Written request: Copy out the records below, swapping each occurrence of "marker" for "dot" and leaving everything else unchanged.

Given data:
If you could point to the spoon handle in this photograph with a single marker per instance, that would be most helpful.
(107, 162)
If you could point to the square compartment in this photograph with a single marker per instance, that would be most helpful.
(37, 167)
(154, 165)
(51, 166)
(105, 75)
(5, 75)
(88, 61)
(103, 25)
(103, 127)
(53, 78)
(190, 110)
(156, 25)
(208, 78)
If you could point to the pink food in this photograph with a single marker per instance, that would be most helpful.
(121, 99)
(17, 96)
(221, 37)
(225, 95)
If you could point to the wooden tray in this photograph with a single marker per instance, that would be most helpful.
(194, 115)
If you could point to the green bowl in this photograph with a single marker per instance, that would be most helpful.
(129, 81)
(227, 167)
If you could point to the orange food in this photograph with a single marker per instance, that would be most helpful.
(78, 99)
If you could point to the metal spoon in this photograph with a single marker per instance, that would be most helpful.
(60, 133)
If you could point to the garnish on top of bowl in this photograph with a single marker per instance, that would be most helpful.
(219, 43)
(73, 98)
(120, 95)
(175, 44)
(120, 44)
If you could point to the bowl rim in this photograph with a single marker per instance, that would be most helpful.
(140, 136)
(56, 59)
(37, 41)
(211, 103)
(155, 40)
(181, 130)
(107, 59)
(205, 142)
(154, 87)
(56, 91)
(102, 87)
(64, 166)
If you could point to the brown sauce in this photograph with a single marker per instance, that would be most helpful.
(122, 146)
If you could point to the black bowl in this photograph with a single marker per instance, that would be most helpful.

Answer to the exercise:
If you could point to the spoon handle in this photograph with a single dot per instance, that would be most helpful.
(107, 162)
If you could point to the square compartment in this photograph with a single dot per instance, that would be most helpful.
(37, 167)
(154, 165)
(51, 166)
(105, 75)
(5, 75)
(88, 61)
(103, 25)
(103, 127)
(53, 78)
(190, 110)
(156, 25)
(208, 78)
If you could point to the pink food in this photograph with a single dot per instance, that would be most helpful.
(121, 99)
(17, 96)
(221, 37)
(225, 95)
If you could point to the wooden tray in this photograph with a single dot per instance, that would be most helpful.
(194, 115)
If you could point to the green bowl in this photograph with a single dot per instance, that would be most helpful.
(129, 81)
(227, 167)
If you could point to the orange food in this photograph with a single dot per instance, that would be most helpful.
(78, 99)
If you could point to the metal spoon in this photograph with a single dot per instance, that would be most helpful.
(60, 133)
If you could point to the garnish on top of bowl in this photograph with a single dot per instance, that would be most helpful.
(219, 43)
(73, 98)
(120, 95)
(175, 44)
(120, 44)
If you could point to the bowl rim in this photograph with a single dot per instance, that would be most helpful.
(140, 136)
(56, 59)
(37, 41)
(211, 103)
(155, 40)
(181, 130)
(107, 59)
(205, 142)
(154, 87)
(56, 91)
(102, 87)
(64, 166)
If you could point to the brown sauce in this photograph with a single dot per instance, that would be most helpful.
(122, 146)
If you could point to the black bowl in this photograph with a single dot per instance, that would be most helpful.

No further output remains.